Items from a dataset:

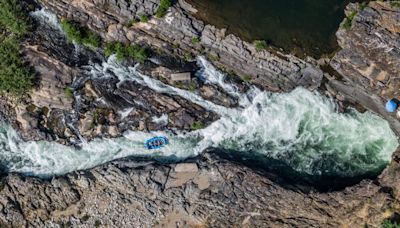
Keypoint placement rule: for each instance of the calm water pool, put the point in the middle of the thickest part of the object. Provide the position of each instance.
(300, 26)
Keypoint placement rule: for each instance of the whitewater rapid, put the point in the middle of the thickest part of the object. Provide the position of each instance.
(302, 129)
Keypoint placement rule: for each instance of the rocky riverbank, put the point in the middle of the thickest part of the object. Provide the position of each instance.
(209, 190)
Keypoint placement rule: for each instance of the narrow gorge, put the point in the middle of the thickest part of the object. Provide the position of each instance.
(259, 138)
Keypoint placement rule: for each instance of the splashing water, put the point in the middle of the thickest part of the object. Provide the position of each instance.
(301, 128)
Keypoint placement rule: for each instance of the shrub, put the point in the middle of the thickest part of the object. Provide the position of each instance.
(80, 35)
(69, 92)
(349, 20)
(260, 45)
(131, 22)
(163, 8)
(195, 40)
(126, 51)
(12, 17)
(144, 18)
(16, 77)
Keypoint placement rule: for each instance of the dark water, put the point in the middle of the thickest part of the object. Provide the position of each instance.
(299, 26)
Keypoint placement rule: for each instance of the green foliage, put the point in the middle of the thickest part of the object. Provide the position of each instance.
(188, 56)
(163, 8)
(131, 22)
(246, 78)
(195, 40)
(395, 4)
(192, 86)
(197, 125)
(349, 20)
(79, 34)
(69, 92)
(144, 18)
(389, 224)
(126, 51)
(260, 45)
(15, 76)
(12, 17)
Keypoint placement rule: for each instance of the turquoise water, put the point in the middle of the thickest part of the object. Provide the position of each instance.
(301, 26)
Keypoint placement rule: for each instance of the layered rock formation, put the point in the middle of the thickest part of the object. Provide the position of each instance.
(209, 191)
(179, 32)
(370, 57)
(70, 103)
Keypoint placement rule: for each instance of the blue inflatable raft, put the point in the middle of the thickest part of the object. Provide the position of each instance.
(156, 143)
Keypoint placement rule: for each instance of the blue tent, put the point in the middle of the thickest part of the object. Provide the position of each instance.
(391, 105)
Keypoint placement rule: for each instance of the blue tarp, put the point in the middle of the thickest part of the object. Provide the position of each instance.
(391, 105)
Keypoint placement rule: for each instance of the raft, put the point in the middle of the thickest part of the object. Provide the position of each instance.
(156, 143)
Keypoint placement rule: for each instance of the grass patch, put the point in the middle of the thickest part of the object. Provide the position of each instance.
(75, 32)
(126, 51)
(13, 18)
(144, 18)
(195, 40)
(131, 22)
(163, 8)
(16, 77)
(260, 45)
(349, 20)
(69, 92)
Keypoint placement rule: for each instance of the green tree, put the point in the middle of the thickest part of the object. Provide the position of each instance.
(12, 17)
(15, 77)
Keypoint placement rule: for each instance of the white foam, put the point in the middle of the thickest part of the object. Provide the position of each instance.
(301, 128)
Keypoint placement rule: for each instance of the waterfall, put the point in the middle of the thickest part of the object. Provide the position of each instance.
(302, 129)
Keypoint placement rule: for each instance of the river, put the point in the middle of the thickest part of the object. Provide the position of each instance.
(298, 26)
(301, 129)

Your assignment → Restate the records above in full and word for word, but do not carry over any pictures.

Task solution →
Keypoint placement rule: for each instance of the calm water pool, put the point in the middle of the thickest part of the object. Provide the position of each instance.
(300, 26)
Keypoint placement rule: for each instance of the whitewater rapid, put the point in the middle of the thickest part of the object. Provide the position of each instance.
(302, 129)
Keypoint placement rule: for each instance of the rocky riverbank, put the point in the middle of the thickest part of the object. Provide the position of each instance.
(209, 190)
Keypoint placement rule: for each instance of the narrow gorge, put the point in the middle of the thickest part of the object. Provide the position of each instance.
(259, 138)
Keypoint placement rule: for each instance of the splashing water, put the point in the middle of the thickest part of the object. Provide the position of each instance.
(301, 128)
Keypoint placement rule: for each instance of the shrub, put the point in the middle of the thickest part of the object. Provide the position of each instance.
(80, 35)
(69, 92)
(349, 20)
(260, 45)
(131, 22)
(163, 8)
(195, 40)
(126, 51)
(12, 17)
(144, 18)
(16, 77)
Keypoint placement rule: for each instance of the dark water, put the point in the middle of the thickest part of the object. Provide the position of each instance.
(299, 26)
Keypoint placement rule: for each instance of the green foliage, put the point in the middle of the thickest part of the object. Provide the position of each instance.
(188, 56)
(163, 8)
(131, 22)
(246, 78)
(195, 40)
(395, 4)
(192, 86)
(197, 125)
(349, 20)
(79, 34)
(69, 92)
(144, 18)
(389, 224)
(126, 51)
(260, 45)
(15, 76)
(12, 17)
Keypoint placement rule: for each instance of the turquoise water, put the point in the middle of the thickest part of the object. Provide the position of each instance.
(301, 26)
Keypoint placement rule: for each instance of the layered rock formation, put the point in the middle of the thickest part of the object. Provide the position of each instance.
(209, 191)
(179, 32)
(370, 57)
(70, 103)
Keypoint placement rule: for each instance of the blue inflatable raft, put the point in the middle of the thickest part of the object. Provide the position of each instance.
(156, 143)
Keypoint placement rule: for each instance of the blue tent, put the point in the middle of the thickest part of the object. Provide the position of each instance.
(391, 105)
Keypoint placement rule: for each instance of the blue tarp, put the point in the middle of the thickest part of the object. Provide the position of each instance.
(391, 105)
Keypoint placement rule: for each instance of the raft, put the point in the middle of the thickest part of the object. Provide the position of each instance.
(156, 143)
Keypoint placement rule: for each instance of the grass patch, put the point in the middle of the thickest part of the object. Provide the position of each instance.
(75, 32)
(126, 51)
(13, 18)
(144, 18)
(195, 40)
(131, 22)
(163, 8)
(16, 77)
(260, 45)
(349, 20)
(69, 92)
Keypoint placement rule: for each instance of the green tree, put the point in the middle of the thickest part of the object. Provide the position of each instance.
(12, 17)
(15, 77)
Keypoint placement rule: for each instance of the white foam, put the point in the middle of the thickest part of the object. Provide the position of each instance.
(301, 128)
Keypoint placement rule: for each instance of the waterfall, put the point in the middle of the thickest part of the object. Provide the position of each instance.
(302, 129)
Keypoint placement rule: for each instance of the river, put the point in the middle of the thickest part of the object. Provide the position of each instance.
(298, 26)
(301, 129)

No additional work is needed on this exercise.